Problem description: Reproduce word for word the stretch of the records from the very start through the line containing "xmin=331 ymin=219 xmax=374 ymax=240", including that line.
• • • • •
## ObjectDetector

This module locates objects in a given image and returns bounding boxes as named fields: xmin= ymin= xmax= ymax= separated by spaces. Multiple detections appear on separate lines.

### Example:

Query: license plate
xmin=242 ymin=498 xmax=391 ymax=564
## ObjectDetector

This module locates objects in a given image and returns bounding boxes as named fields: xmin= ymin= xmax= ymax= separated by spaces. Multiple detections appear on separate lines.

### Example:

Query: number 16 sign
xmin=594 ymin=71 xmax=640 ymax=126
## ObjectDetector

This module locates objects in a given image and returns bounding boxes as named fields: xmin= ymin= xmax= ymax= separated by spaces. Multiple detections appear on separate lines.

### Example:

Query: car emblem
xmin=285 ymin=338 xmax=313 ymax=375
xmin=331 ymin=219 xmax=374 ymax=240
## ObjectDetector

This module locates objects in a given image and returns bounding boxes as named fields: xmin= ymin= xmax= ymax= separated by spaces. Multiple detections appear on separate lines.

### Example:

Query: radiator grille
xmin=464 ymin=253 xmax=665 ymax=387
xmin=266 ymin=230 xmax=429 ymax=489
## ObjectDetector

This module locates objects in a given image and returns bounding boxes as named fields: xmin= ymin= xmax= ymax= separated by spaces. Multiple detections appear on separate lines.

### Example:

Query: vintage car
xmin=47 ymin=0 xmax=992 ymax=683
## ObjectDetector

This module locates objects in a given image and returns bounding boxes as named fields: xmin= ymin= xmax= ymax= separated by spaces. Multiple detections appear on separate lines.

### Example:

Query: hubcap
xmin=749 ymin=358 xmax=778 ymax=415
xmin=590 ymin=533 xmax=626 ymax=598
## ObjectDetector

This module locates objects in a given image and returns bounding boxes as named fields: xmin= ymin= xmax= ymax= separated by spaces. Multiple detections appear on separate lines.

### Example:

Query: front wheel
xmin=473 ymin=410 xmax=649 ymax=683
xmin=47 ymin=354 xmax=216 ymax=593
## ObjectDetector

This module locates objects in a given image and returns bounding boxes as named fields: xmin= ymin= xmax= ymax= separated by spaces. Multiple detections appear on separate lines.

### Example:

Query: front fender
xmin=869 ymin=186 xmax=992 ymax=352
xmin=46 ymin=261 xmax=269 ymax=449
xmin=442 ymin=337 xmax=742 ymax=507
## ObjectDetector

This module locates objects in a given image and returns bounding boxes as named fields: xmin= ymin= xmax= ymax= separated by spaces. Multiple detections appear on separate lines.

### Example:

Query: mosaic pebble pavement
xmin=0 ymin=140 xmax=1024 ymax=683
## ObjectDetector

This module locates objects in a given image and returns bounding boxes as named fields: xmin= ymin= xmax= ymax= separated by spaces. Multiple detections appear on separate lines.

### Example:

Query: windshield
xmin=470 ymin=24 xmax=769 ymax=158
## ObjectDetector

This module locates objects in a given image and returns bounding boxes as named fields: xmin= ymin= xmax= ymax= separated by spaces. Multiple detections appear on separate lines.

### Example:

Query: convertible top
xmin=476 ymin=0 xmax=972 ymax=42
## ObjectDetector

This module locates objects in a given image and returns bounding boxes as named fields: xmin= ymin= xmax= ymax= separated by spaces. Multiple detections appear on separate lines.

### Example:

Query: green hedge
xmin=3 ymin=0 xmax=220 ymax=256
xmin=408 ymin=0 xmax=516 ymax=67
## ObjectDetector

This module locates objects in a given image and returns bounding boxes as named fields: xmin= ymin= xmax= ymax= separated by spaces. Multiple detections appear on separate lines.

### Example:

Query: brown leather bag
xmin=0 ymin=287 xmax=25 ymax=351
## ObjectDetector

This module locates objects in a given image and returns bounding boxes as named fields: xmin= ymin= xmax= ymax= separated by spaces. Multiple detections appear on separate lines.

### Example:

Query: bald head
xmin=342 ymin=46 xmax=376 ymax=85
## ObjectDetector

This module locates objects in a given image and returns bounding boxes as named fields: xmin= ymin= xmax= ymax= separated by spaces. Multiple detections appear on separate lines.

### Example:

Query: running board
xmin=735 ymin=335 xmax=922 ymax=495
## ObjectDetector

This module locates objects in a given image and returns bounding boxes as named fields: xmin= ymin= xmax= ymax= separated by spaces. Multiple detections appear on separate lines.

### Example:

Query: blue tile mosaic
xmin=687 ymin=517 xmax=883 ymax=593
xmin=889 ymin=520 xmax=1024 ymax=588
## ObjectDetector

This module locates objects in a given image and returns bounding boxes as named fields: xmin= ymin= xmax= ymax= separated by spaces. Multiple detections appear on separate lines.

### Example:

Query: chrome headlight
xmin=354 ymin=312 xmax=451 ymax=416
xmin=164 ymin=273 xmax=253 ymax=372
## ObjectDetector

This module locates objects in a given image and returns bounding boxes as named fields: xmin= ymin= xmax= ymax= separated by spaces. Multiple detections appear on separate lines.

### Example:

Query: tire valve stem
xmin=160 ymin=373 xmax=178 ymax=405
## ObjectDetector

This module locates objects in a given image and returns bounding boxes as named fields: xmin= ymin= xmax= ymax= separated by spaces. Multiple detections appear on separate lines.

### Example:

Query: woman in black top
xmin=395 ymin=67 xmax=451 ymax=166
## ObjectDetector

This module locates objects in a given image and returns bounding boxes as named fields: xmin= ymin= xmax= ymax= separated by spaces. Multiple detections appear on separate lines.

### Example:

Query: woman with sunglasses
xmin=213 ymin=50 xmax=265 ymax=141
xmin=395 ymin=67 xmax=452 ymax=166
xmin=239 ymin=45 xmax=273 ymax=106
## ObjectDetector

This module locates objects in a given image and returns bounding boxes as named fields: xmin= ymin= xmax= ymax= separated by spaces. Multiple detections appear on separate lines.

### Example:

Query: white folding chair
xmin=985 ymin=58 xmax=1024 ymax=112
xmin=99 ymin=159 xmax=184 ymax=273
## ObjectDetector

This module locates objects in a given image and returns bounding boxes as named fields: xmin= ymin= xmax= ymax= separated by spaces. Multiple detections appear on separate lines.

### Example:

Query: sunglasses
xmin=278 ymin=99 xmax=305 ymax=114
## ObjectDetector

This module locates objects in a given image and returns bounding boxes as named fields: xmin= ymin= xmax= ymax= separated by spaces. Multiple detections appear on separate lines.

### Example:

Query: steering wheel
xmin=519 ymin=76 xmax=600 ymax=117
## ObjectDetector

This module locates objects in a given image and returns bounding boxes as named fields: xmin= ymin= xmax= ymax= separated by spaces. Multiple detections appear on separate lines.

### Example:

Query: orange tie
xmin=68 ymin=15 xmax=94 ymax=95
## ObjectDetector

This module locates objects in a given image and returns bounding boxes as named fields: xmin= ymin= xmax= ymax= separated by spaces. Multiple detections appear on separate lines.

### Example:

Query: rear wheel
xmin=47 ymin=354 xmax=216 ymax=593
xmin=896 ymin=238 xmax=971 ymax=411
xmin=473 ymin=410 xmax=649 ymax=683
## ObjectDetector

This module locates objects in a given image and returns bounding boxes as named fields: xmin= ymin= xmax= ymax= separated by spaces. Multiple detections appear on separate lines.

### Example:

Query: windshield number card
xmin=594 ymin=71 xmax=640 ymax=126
• • • • •
The output:
## ObjectDetector

This module locates objects in a given image and returns bounding boxes as named fields: xmin= ymin= xmax= ymax= separated by spaces. Multiple detections appear on separate lines.

### Example:

Query: license plate
xmin=242 ymin=498 xmax=391 ymax=564
## ObjectDetector

This module locates objects in a given image and returns bounding boxes as named fields: xmin= ymin= xmax= ymax= separated by spaces. Multiple detections appear on separate lines.

### Example:

Query: number 16 sign
xmin=594 ymin=71 xmax=640 ymax=126
## ObjectDetector

This module locates objects in a given image and returns bounding boxes as named fields: xmin= ymin= xmax= ymax= separated by spaces. Multiple detections appear on separate lines.

### Example:

Query: car emblem
xmin=285 ymin=338 xmax=313 ymax=375
xmin=331 ymin=219 xmax=374 ymax=240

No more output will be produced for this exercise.